►

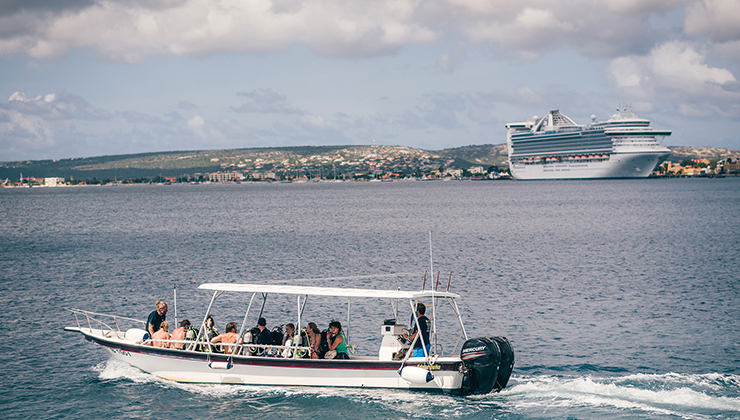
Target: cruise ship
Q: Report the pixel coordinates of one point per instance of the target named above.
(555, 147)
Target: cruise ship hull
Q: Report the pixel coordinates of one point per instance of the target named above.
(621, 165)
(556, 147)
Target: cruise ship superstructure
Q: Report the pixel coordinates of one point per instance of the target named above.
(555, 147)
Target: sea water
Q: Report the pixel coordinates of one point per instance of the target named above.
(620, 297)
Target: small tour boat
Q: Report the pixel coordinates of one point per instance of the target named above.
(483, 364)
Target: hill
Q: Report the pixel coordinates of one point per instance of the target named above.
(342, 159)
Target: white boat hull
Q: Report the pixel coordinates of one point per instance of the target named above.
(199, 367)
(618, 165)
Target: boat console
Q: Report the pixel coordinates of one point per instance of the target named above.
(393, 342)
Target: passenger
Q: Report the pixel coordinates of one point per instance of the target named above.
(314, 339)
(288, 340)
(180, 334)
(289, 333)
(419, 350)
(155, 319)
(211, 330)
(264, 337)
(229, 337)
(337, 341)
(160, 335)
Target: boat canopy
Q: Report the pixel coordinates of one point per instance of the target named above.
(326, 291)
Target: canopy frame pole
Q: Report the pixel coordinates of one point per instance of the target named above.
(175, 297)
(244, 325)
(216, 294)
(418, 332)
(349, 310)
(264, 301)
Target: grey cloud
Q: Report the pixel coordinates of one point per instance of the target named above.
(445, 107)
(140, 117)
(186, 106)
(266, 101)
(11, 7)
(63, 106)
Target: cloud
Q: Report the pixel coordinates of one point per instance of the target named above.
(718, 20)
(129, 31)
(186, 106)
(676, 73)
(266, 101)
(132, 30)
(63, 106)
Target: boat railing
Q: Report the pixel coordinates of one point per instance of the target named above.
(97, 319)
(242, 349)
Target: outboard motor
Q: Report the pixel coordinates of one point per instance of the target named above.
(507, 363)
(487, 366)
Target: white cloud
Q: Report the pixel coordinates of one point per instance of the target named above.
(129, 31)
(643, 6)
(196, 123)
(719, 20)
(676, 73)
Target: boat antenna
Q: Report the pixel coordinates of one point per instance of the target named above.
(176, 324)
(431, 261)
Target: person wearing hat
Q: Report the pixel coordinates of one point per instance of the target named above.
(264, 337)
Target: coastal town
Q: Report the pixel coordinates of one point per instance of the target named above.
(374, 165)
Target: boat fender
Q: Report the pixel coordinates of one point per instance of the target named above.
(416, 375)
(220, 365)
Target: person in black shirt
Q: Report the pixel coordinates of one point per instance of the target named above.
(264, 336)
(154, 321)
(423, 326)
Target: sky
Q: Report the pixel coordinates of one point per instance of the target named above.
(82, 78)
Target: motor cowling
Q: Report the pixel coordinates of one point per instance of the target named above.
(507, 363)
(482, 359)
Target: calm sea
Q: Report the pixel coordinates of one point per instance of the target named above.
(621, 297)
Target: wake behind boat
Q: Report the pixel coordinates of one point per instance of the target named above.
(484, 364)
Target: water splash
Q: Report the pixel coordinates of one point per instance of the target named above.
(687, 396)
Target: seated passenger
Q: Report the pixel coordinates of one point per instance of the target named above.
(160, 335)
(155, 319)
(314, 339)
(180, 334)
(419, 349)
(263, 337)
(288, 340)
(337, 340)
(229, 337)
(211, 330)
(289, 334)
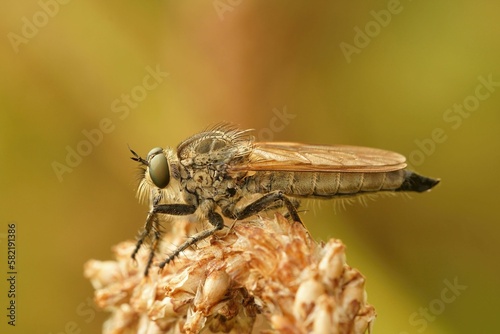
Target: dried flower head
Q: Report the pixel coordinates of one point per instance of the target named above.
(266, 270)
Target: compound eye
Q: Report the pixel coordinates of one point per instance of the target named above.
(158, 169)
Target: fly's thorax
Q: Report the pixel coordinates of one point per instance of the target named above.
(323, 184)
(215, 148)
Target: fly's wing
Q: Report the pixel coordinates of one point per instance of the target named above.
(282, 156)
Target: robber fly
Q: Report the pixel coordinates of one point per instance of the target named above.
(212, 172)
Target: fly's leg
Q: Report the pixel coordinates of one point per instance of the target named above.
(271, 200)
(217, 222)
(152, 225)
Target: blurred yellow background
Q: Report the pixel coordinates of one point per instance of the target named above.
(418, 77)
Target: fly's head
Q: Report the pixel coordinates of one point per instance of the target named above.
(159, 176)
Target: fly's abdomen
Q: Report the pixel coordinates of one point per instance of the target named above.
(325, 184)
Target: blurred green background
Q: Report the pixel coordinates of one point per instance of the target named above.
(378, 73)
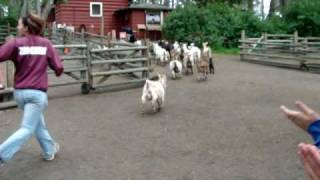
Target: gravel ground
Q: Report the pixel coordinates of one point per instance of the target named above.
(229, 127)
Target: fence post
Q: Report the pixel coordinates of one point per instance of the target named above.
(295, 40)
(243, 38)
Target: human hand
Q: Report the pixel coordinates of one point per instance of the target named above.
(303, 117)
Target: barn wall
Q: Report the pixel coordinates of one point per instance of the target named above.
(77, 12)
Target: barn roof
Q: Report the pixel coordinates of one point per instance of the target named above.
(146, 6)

◄
►

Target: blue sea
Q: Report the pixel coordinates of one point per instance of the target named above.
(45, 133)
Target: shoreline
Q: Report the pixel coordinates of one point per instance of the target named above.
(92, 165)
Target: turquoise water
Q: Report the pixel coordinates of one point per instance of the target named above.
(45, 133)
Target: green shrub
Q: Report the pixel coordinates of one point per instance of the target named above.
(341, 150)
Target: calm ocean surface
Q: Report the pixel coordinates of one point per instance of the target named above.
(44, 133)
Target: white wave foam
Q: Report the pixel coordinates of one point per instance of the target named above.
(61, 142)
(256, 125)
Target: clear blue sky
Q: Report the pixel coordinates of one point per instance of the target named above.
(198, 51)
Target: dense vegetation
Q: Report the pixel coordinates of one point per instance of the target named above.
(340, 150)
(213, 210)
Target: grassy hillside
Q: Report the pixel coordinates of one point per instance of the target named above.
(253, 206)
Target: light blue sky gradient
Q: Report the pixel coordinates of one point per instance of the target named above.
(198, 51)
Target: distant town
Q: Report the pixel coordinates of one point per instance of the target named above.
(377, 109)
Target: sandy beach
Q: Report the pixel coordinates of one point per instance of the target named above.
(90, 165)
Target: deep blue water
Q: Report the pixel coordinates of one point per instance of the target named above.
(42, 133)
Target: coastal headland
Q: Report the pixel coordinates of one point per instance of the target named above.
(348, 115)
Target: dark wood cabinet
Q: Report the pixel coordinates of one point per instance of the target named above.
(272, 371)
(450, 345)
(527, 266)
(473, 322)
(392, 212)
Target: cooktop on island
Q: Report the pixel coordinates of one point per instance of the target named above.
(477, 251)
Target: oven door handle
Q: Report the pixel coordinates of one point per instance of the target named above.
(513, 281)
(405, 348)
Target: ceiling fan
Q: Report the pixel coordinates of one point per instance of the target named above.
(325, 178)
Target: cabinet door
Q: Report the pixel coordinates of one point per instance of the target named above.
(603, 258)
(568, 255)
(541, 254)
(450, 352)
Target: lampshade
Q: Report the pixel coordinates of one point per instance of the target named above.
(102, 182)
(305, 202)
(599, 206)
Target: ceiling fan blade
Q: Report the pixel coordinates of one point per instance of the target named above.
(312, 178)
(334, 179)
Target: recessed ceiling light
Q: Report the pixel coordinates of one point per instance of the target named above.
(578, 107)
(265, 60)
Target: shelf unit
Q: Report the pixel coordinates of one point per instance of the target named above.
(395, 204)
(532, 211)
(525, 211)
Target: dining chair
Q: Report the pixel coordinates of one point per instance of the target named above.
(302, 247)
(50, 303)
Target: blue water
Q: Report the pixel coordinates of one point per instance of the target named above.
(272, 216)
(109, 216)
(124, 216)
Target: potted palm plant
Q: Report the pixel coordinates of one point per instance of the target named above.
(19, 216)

◄
►

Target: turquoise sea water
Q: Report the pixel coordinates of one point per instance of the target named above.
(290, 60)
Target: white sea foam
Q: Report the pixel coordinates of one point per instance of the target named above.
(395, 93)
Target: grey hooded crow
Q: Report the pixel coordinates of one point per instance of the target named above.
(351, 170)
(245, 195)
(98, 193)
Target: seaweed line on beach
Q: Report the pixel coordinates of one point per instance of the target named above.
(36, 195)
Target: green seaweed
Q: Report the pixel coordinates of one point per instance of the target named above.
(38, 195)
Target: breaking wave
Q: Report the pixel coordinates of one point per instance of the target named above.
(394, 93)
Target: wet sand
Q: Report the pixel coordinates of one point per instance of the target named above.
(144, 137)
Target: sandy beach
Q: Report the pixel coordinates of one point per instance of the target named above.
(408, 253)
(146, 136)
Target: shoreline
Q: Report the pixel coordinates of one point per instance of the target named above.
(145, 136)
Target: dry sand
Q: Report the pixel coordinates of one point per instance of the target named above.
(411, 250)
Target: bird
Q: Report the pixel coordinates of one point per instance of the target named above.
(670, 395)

◄

◆ Task description: How many of the rows above contain the string "person"? Reply with the number alone.

◆ Solution for this task: 2